## Text
---*---
Awake Prone Positioning on Endotracheal Intubation in Patients With COVID-19 not so effective: JAMA
In patients with acute hypoxemic respiratory failure from COVID-19, prone positioning, compared with usual care without prone positioning, did not significantly reduce endotracheal intubation at 30 days, a recent trial published in JAMA has found.
Hospitalizations due to COVID-19 strained critical care resources internationally.
Prone positioning has been used since the 1970s in patients undergoing invasive mechanical ventilation for acute respiratory distress syndrome.
Observational studies showed that prone positioning may result in increased lung volume, homogenized pleural pressure, and reduced shunting.
Furthermore, randomized clinical trials found prone positioning to be associated with a lower risk of death in patients undergoing invasive mechanical ventilation for moderate to severe acute respiratory distress syndrome.
The COVI-PRONE (Awake Prone Position in Hypoxemic Patients with Coronavirus Disease 19) trial, conducted by Waleed Alhazzani et. al aimed to assess the efficacy and adverse events of awake prone positioning in patients who were not intubated and who had COVID-19 with hypoxemic respiratory failure.
A pragmatic, unblinded randomized clinical trial was conducted at 21 hospitals in Canada, Kuwait, Saudi Arabia, and the US.
Eligible adult patients with COVID-19 were not intubated and required oxygen (≥40%) or noninvasive ventilation. A total of 400 patients were enrolled between May 19, 2020, and May 18, 2021, and the final follow-up was completed in July 2021.
Patients were randomized to awake prone positioning or usual care without prone positioning.
Among the 400 patients who were randomized 117 [29.3%] were women), and all (100%) completed the trial.
---*---
## Work to complete
A) Answer these from the article on awake prone positioning:
(i) Since what decade has prone positioning been used in patients undergoing invasive mechanical ventilation for acute respiratory distress syndrome?
(ii) At how many hospitals was the trial conducted?
(iii) Between which two dates were patients enrolled?
B) Name every country where the trial in the prone positioning article took place.
C) Write a continuation of the article on awake prone positioning in COVID-19, starting after its last sentence.

(Natural language region descriptions)
---*---
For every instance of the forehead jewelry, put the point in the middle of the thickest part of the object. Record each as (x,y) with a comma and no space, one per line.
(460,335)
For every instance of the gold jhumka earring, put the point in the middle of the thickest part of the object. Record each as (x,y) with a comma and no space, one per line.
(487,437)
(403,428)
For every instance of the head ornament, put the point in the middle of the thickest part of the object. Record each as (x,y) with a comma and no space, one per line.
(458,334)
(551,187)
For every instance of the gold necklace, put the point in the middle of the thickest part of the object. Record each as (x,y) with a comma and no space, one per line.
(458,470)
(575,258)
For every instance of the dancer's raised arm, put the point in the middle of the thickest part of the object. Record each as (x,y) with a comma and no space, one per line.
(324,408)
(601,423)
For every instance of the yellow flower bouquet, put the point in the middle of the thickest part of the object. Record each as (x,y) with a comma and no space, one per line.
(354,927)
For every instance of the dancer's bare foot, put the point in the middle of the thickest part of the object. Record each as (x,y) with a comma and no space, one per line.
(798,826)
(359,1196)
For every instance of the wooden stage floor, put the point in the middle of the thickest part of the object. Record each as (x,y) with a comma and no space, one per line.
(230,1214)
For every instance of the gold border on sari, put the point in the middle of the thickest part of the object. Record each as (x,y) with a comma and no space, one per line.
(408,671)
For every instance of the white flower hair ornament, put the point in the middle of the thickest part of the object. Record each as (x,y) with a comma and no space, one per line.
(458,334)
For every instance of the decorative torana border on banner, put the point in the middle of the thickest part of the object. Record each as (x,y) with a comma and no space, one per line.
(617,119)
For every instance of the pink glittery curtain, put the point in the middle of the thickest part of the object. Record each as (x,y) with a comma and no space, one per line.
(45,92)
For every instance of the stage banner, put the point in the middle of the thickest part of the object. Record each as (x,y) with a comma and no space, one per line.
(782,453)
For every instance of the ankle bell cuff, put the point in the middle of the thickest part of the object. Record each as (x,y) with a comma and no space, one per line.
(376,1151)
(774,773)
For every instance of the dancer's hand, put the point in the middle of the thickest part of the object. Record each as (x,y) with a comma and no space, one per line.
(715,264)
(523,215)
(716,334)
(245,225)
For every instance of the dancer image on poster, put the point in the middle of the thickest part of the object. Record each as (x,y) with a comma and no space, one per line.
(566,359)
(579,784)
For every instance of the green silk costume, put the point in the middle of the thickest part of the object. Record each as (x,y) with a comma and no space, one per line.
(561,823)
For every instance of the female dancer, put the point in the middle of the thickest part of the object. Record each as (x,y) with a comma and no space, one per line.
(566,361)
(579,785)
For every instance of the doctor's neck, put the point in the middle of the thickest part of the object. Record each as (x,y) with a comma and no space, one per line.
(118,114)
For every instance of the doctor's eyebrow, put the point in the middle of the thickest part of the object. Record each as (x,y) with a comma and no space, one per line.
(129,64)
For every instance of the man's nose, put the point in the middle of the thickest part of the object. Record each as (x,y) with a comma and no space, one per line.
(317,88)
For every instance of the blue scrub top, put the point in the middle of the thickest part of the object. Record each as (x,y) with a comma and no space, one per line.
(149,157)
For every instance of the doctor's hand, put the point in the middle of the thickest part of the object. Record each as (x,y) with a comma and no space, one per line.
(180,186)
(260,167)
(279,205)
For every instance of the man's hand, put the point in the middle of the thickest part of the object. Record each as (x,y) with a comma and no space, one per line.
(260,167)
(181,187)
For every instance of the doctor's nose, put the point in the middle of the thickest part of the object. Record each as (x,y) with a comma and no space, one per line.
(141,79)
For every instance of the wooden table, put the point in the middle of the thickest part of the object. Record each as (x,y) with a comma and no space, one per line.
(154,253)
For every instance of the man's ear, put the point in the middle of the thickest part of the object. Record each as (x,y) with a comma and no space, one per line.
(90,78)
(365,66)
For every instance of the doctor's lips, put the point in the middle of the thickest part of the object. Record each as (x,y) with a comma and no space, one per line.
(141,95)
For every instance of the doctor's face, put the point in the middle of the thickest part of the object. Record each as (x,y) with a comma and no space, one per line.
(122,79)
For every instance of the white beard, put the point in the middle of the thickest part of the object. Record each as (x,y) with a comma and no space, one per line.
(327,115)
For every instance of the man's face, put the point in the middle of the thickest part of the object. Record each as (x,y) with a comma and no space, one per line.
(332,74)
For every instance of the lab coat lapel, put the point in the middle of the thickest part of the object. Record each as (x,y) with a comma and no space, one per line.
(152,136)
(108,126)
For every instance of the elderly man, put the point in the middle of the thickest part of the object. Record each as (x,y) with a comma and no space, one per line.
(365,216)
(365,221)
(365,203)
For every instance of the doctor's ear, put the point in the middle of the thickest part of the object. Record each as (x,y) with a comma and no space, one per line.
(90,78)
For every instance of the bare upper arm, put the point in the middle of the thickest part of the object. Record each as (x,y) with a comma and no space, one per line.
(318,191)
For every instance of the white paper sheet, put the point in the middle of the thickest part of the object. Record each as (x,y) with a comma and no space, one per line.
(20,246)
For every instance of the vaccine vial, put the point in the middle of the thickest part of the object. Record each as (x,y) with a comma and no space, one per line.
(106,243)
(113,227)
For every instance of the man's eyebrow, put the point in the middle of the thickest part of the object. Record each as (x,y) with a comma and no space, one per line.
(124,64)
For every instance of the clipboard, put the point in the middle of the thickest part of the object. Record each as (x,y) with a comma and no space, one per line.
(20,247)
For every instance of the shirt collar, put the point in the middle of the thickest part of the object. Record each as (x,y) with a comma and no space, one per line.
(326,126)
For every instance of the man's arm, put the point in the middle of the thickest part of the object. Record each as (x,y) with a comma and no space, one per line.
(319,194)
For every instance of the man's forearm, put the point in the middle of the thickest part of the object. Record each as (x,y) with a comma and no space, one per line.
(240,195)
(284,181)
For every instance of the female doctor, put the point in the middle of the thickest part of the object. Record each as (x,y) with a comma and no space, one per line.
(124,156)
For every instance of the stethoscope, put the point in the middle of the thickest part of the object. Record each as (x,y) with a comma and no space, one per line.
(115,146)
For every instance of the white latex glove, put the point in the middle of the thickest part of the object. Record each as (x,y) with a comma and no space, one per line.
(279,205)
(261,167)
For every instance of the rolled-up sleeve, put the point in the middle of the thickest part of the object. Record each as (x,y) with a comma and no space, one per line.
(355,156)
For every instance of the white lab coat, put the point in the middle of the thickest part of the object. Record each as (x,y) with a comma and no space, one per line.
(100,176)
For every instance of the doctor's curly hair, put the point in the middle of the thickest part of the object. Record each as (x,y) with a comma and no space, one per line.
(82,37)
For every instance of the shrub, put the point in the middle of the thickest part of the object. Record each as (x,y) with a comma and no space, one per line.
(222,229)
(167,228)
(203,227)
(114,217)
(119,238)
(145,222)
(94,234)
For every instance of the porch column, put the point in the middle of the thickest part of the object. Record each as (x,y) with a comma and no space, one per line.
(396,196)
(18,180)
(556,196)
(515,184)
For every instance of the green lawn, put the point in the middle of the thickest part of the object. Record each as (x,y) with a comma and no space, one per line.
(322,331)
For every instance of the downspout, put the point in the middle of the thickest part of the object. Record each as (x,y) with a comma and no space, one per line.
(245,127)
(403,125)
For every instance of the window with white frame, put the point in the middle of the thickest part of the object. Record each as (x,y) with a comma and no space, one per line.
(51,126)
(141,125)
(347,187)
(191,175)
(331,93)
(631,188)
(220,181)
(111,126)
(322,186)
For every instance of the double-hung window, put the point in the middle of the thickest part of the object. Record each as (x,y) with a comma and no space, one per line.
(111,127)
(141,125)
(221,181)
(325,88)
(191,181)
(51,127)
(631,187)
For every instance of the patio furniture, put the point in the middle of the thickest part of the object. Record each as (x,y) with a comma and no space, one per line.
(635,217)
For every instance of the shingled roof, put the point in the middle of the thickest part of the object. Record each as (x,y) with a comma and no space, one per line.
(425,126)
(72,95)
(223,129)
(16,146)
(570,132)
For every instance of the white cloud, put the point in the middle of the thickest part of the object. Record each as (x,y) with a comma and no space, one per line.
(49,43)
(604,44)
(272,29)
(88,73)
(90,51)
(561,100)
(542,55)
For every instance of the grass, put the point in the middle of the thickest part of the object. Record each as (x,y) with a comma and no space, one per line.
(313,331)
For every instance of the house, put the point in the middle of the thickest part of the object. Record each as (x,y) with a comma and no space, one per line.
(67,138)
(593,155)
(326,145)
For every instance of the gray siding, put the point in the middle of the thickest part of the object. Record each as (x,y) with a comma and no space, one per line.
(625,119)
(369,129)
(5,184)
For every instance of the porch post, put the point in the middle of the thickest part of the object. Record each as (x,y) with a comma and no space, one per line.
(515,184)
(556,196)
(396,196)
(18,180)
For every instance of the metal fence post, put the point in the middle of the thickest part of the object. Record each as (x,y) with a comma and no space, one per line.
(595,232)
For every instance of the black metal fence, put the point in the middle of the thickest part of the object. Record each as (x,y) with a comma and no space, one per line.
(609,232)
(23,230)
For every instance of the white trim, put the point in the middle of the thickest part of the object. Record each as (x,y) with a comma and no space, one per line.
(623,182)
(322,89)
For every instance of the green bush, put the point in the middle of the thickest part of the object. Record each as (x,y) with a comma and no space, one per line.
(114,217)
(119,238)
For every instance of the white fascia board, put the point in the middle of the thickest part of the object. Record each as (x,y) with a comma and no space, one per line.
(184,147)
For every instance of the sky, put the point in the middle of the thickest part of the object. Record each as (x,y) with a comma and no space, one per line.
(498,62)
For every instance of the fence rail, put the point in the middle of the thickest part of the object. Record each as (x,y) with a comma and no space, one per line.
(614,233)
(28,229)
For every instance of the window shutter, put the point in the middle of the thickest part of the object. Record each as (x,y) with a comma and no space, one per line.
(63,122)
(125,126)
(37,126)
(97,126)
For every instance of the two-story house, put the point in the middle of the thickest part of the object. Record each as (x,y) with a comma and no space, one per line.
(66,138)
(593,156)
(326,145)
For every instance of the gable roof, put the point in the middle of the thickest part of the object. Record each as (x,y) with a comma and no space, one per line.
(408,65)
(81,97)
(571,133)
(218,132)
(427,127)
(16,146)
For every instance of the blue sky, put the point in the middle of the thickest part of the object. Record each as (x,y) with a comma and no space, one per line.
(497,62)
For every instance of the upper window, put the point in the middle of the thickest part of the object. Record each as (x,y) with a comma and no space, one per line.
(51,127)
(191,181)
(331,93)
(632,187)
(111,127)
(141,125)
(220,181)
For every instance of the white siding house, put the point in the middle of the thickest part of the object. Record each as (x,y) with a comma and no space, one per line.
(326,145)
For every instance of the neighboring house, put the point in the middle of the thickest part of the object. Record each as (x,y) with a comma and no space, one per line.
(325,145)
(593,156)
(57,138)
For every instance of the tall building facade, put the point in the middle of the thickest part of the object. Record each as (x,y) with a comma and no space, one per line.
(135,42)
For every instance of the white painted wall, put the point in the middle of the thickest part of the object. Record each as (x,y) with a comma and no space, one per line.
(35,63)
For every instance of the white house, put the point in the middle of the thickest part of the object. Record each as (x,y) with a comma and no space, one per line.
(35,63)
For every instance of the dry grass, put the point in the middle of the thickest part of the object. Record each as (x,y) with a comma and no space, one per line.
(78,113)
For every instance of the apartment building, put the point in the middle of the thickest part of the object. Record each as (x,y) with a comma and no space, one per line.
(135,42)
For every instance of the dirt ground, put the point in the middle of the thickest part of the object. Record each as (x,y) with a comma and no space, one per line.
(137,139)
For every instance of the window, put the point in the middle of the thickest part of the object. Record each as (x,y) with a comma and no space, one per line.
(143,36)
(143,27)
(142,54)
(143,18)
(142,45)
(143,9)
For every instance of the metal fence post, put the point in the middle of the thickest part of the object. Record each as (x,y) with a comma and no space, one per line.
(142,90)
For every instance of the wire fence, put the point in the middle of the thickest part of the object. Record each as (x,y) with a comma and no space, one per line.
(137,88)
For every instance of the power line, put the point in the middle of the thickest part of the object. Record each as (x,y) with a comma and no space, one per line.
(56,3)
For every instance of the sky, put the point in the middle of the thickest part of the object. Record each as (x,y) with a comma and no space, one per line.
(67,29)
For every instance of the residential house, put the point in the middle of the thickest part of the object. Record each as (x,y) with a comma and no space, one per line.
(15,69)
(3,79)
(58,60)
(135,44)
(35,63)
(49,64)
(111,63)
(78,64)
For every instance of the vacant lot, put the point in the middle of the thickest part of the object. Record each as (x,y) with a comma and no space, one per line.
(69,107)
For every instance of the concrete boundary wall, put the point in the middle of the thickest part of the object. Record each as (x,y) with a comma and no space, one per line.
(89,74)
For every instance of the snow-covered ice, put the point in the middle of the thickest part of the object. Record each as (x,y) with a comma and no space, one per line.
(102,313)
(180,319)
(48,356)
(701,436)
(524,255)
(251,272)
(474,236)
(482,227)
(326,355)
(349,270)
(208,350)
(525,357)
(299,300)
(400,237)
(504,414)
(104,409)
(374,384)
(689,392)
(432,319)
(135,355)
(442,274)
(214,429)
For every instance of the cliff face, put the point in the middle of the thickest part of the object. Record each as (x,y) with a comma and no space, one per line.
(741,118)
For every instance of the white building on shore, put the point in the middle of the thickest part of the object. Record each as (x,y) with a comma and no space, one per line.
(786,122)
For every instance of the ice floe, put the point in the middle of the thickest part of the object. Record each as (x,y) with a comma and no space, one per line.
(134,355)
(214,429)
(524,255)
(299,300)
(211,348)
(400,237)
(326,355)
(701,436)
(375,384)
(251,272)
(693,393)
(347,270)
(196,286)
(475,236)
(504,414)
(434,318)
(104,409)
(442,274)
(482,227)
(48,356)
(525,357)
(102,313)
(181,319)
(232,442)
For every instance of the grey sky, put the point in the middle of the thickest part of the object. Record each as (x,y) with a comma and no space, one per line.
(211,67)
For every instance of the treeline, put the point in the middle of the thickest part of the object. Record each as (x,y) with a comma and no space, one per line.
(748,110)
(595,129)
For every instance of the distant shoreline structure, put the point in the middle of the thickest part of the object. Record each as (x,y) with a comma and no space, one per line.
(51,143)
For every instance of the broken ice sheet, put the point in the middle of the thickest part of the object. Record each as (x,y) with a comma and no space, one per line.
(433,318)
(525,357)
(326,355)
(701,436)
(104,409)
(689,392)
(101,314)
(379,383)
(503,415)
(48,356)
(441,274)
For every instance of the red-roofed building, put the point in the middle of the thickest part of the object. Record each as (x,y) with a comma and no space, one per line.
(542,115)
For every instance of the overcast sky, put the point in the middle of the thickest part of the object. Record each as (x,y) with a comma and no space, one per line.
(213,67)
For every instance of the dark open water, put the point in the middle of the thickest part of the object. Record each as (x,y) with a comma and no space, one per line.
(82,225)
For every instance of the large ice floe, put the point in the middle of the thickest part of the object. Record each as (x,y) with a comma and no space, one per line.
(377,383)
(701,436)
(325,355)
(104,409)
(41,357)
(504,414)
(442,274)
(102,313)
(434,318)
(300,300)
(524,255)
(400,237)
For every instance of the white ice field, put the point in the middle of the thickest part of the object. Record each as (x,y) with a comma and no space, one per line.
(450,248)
---*---
## Activity answers
A)
(i) The 1970s.
(ii) 21 hospitals.
(iii) Between May 19, 2020, and May 18, 2021.

B) Canada, Kuwait, Saudi Arabia, and the US.

C)
In the first 4 days after randomization, the median duration of prone positioning was 4.8 h/d in the awake prone positioning group vs 0 h/d in the control group.
By day 30, 70 of 205 patients (34.1%) in the prone positioning group were intubated vs 79 of 195 patients (40.5%) in the control group.
The researchers found that prone positioning did not significantly reduce mortality at 60 days and had no significant effect on days free from invasive mechanical ventilation or noninvasive ventilation at 30 days or on days free from the intensive care unit or hospital at 60 days.
They also found that:
There were no serious adverse events in either group.
In the awake prone positioning group, 21 patients (10%) experienced adverse events and the most frequently reported were musculoskeletal pain or discomfort from prone positioning (13 of 205 patients [6.34%]) and desaturation (2 of 205 patients [0.98%]).
There were no reported adverse events in the control group.
"In patients with acute hypoxemic respiratory failure from COVID-19, prone positioning, compared with usual care without prone positioning, did not significantly reduce endotracheal intubation at 30 days. However, the effect size for the primary study outcome was imprecise and does not exclude a clinically important benefit," the authors concluded.